▸ SOLICITUD: Devuelve como lista JSON de cadenas las líneas del listado que van desde el principio hasta la línea que contiene "positive clicks: (811, 661) (575, 507)", ambos extremos incluidos. Usa una cadena por línea y omite las líneas en blanco.

▸ DATOS SIN PROCESAR:
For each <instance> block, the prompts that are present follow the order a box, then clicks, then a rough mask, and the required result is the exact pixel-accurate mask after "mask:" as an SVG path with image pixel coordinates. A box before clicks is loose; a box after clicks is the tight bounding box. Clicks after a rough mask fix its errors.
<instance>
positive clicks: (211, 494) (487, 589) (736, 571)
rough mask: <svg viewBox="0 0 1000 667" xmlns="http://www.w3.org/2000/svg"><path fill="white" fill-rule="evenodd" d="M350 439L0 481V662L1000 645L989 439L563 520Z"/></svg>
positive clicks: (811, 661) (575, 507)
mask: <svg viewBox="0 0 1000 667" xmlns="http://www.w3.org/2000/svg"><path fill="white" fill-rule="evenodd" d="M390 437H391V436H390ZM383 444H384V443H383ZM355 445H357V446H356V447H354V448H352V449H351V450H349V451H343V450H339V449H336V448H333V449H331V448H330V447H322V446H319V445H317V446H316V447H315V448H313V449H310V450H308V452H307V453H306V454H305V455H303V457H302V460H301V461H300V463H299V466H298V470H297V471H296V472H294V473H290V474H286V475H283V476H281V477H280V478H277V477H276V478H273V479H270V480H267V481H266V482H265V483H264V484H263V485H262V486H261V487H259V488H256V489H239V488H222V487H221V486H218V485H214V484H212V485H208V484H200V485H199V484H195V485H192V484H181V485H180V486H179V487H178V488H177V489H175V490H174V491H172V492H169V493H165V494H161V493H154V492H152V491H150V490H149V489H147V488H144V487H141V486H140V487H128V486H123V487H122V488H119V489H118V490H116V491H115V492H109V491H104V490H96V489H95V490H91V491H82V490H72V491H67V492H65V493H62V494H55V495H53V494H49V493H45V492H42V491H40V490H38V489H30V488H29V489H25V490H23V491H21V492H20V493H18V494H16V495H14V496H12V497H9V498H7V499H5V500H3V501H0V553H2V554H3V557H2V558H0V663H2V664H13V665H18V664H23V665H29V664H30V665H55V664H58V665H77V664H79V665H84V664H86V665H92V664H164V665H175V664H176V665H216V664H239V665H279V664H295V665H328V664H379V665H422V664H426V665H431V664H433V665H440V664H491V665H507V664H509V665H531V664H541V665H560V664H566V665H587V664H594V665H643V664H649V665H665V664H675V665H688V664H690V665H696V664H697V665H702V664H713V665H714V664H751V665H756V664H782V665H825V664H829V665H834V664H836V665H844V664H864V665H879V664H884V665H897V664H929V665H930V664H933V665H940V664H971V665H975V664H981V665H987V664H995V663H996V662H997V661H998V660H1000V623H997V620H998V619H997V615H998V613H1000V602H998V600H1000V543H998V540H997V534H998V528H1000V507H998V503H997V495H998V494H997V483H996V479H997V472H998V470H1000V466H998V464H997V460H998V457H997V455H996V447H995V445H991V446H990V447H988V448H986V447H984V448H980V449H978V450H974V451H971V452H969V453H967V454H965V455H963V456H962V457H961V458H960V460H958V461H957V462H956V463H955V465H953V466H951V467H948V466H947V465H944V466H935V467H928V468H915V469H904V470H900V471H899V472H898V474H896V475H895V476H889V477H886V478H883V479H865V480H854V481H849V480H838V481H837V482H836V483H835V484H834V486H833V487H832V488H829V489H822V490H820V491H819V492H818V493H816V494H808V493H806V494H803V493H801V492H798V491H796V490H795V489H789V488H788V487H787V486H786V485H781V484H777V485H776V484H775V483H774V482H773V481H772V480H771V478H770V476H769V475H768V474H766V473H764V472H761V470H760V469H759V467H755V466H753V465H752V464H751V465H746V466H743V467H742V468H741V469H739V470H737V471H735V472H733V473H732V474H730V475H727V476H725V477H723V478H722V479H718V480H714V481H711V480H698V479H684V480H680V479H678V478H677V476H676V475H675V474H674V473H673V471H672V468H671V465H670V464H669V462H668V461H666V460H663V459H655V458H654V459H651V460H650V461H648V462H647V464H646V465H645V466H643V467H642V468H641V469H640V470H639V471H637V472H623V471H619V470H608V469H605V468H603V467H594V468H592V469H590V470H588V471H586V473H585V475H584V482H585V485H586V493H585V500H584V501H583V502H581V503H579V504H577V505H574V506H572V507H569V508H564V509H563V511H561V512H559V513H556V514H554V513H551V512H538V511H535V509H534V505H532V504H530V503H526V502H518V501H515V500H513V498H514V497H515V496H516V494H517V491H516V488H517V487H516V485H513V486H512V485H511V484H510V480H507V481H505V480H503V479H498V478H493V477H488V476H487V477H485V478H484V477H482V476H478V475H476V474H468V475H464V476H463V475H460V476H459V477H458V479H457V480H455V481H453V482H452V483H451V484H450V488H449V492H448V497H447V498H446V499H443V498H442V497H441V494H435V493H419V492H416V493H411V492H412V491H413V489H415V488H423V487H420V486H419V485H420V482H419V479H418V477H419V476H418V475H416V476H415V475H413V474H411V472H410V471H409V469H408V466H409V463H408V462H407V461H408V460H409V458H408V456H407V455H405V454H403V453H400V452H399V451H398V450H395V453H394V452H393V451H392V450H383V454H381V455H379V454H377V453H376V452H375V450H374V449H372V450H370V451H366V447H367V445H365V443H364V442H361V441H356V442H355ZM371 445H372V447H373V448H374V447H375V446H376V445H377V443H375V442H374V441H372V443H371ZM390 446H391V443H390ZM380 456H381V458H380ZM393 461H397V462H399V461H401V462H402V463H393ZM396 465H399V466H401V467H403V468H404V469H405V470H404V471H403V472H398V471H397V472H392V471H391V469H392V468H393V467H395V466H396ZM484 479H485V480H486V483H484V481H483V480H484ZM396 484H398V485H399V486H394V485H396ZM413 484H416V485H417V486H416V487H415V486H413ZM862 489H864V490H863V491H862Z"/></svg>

▸ RESULTADO DEL EJERCICIO:
[
  "For each <instance> block, the prompts that are present follow the order a box, then clicks, then a rough mask, and the required result is the exact pixel-accurate mask after \"mask:\" as an SVG path with image pixel coordinates. A box before clicks is loose; a box after clicks is the tight bounding box. Clicks after a rough mask fix its errors.",
  "<instance>",
  "positive clicks: (211, 494) (487, 589) (736, 571)",
  "rough mask: <svg viewBox=\"0 0 1000 667\" xmlns=\"http://www.w3.org/2000/svg\"><path fill=\"white\" fill-rule=\"evenodd\" d=\"M350 439L0 481V662L1000 645L989 439L563 520Z\"/></svg>",
  "positive clicks: (811, 661) (575, 507)"
]